JOB ITEM:
Copy the text of the records below word for word, but leave the pictures out.

Stored records:
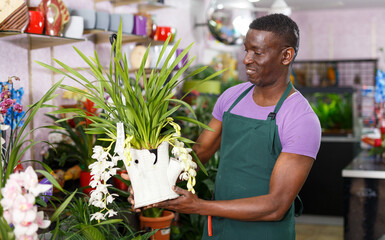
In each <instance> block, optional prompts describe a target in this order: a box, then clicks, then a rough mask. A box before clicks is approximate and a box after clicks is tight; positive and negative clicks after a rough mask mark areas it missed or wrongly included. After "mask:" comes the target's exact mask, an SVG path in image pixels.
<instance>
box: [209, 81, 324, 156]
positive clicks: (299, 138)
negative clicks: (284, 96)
mask: <svg viewBox="0 0 385 240" xmlns="http://www.w3.org/2000/svg"><path fill="white" fill-rule="evenodd" d="M250 86H251V83H242V84H239V85H237V86H234V87H232V88H229V89H227V90H226V91H225V92H224V93H223V94H222V95H221V96H220V97H219V98H218V100H217V102H216V104H215V106H214V110H213V113H212V115H213V117H214V118H216V119H217V120H219V121H223V114H224V113H225V112H226V111H227V110H228V109H229V108H230V107H231V105H232V104H233V103H234V101H235V100H236V99H237V98H238V97H239V96H240V95H241V94H242V92H244V91H245V90H246V89H247V88H249V87H250ZM274 107H275V106H269V107H261V106H258V105H256V104H255V102H254V101H253V99H252V91H249V93H248V95H246V96H245V97H244V98H243V99H242V100H241V101H240V102H239V103H238V104H237V105H236V106H235V107H234V108H233V109H232V110H231V113H232V114H236V115H239V116H244V117H248V118H254V119H261V120H266V119H267V116H268V114H269V113H270V112H272V111H273V110H274ZM276 124H277V126H278V133H279V138H280V141H281V145H282V152H287V153H294V154H300V155H304V156H308V157H311V158H314V159H315V158H316V156H317V153H318V150H319V148H320V143H321V125H320V123H319V120H318V117H317V115H316V114H315V113H314V111H313V109H312V108H311V106H310V104H309V102H308V101H307V99H306V98H304V97H303V95H302V94H301V93H299V92H296V93H295V94H292V95H291V96H289V97H288V98H287V99H286V100H285V101H284V103H283V104H282V106H281V108H280V110H279V111H278V114H277V117H276Z"/></svg>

ANSWER TO THE PROBLEM:
In each <instance> block, optional prompts describe a target in this order: a box, then clicks, then a rough mask. A box before clicks is approximate and a box after clicks is tight; positive and negative clicks after a rough mask mark areas it missed or wrongly included. After "mask:" comes the target's exact mask, an SVG path in image pixels.
<instance>
box: [209, 81, 324, 156]
positive clicks: (299, 138)
negative clicks: (284, 96)
mask: <svg viewBox="0 0 385 240" xmlns="http://www.w3.org/2000/svg"><path fill="white" fill-rule="evenodd" d="M250 86H251V83H242V84H239V85H237V86H234V87H232V88H229V89H227V90H226V91H225V92H224V93H223V94H222V95H221V96H220V97H219V98H218V100H217V102H216V104H215V106H214V110H213V113H212V115H213V117H214V118H216V119H217V120H219V121H223V114H224V113H225V112H226V111H227V110H228V109H229V108H230V107H231V105H232V104H233V103H234V101H235V100H236V99H237V98H238V97H239V96H240V95H241V94H242V92H244V91H245V90H246V89H247V88H249V87H250ZM274 107H275V106H269V107H261V106H258V105H256V104H255V102H254V101H253V99H252V91H249V93H248V95H246V96H245V97H244V98H243V99H242V100H241V101H240V102H239V103H238V104H237V105H236V106H235V107H234V108H233V109H232V110H231V113H232V114H236V115H239V116H244V117H248V118H254V119H261V120H266V119H267V116H268V114H269V113H270V112H272V111H273V110H274ZM276 124H277V126H278V133H279V138H280V141H281V145H282V152H287V153H294V154H300V155H304V156H308V157H311V158H314V159H315V158H316V156H317V153H318V150H319V148H320V143H321V125H320V123H319V120H318V117H317V115H316V114H315V113H314V111H313V109H312V108H311V106H310V104H309V102H308V101H307V99H306V98H304V97H303V95H302V94H301V93H299V92H296V93H295V94H292V95H291V96H289V97H288V98H287V99H286V100H285V101H284V103H283V104H282V106H281V108H280V110H279V111H278V114H277V117H276Z"/></svg>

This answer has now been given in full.